__Текст документа__:
Вестник гражданского общества

Иногда ложь убивает

В том, что суд над педагогом Рябовым носит заказной характер, ни у кого не осталось сомнений

Анатолий Рябов с женой Еленой
Фото: Ева Меркачева

          Пассивного ожидания окончания дела педагога Рябова  в музыкальных кругах всё меньше. Начавшийся суд заставил открыть глаза даже тех, кто надеялся, что «пронесет стороной». Год была относительная тишина. Добившись освобождения Рябова под залог  , многие успокоились. Мол, теперь он благополучно доживет до суда, который уж точно во всем разберется. Ведь ложь, из-за которой завели дело на Рябова, настолько наглая и циничная, что, казалось бы, не увидеть правду, хоть чуть-чуть вникнув, трудно.
          Ведь только если совсем-совсем не вникать, можно сделать вид, что веришь в то, что ведущий педагог отрасли, сорок лет преподающий и ни в чем таком не замеченный, вдруг превратился в извращенца, и что сбился с пути он исключительно под впечатлением от Тани Юрьевой, которую отказался взять в свой класс в 2009 году, и от Иры Корнийчук, от которой тоже официально отказался до того, как её мать в декабре 2010 года обвинила его в домогательствах к дочери. И что бывший директор Центральной музыкальной школы Якупов совсем случайно предоставил следствию несколько фальшивых копий неизвестных документов, а также парочку настоящих копий с фальшивых оригиналов. Все обвинения основываются на пересказах и никто никогда реально ничего не видел и не слышал. В деле нет ни одной улики, вещдока или захудалого анализа. Вообще ничего нет. Одни только слова в пересказе шайки вступивших в сговор преступников. Чтобы всего этого не замечать - надо очень стараться.
          И вот, старания судьи Ткачука теперь видят все.
          Люди, далекие от судебной тематики, и не подозревали, что то, чего они ждали от этого процесса - правосудия и полного оправдания Рябова - самая настоящая фантастика. Ибо шанс быть оправданным российским судом у любого человека, против которого заведено (не важно, каким способом) уголовное дело, почти равен нулю.

__Извлечённые данные__:

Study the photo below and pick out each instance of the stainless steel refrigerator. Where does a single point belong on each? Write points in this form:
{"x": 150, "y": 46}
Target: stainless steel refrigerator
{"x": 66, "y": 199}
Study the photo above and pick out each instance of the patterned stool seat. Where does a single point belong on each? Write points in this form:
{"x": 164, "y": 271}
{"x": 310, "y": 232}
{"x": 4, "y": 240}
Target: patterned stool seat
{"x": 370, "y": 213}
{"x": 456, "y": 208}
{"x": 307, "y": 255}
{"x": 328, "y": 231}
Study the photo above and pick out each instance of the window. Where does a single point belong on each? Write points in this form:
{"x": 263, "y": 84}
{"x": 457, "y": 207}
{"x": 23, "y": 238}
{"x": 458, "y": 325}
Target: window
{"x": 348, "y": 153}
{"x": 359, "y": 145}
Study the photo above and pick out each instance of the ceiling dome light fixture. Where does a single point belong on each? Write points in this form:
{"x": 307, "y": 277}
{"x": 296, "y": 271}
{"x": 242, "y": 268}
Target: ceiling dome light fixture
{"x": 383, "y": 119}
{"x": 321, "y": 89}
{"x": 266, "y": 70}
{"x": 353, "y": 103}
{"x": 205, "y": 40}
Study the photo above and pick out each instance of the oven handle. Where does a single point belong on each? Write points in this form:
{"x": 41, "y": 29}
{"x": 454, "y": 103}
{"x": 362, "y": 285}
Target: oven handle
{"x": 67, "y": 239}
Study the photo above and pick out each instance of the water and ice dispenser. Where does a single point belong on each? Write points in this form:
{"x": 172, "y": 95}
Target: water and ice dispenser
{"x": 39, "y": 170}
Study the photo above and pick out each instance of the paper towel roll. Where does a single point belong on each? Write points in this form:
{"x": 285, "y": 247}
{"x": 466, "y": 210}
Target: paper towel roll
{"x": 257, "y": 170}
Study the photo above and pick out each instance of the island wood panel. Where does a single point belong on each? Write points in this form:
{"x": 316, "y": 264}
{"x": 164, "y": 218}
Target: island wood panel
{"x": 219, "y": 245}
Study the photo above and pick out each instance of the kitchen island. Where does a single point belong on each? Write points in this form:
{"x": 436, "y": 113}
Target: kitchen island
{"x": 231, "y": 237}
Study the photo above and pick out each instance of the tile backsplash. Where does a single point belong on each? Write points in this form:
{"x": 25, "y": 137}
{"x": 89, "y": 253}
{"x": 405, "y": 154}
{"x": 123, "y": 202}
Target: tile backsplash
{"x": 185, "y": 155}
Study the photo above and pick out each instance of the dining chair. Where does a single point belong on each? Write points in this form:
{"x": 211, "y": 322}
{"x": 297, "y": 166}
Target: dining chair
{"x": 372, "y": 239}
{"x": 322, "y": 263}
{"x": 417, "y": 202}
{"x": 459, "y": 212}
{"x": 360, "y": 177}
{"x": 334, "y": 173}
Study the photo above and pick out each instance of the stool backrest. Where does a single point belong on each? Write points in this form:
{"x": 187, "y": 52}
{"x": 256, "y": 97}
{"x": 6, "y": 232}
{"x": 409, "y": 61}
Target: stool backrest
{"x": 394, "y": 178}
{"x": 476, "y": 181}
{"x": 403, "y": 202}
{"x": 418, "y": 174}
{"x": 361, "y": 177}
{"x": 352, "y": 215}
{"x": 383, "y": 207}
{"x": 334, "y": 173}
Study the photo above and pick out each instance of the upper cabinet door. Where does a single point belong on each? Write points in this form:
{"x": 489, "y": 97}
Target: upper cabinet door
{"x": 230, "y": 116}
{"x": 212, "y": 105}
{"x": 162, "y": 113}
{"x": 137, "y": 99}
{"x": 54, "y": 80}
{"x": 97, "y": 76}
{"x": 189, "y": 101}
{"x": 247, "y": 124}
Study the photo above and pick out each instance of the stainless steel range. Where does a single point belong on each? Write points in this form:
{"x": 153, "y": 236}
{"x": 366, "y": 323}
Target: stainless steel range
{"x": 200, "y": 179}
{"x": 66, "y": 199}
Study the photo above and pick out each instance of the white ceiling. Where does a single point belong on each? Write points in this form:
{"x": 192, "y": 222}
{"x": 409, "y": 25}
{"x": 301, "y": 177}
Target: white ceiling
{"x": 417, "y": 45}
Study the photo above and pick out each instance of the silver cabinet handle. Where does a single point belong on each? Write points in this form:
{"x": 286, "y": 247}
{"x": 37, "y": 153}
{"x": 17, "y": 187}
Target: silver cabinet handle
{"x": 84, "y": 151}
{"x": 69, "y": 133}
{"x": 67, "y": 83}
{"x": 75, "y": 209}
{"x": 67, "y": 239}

__Условие задания__:
Пожалуйста, выведи без изменений отрывок из статьи о деле Рябова: всё от слов «Вестник гражданского общества» и ниже вплоть до слов «чуть-чуть вникнув, трудно.» включительно.

__Выполненное задание__:
Вестник гражданского общества

Иногда ложь убивает

В том, что суд над педагогом Рябовым носит заказной характер, ни у кого не осталось сомнений

Анатолий Рябов с женой Еленой
Фото: Ева Меркачева

          Пассивного ожидания окончания дела педагога Рябова  в музыкальных кругах всё меньше. Начавшийся суд заставил открыть глаза даже тех, кто надеялся, что «пронесет стороной». Год была относительная тишина. Добившись освобождения Рябова под залог  , многие успокоились. Мол, теперь он благополучно доживет до суда, который уж точно во всем разберется. Ведь ложь, из-за которой завели дело на Рябова, настолько наглая и циничная, что, казалось бы, не увидеть правду, хоть чуть-чуть вникнув, трудно.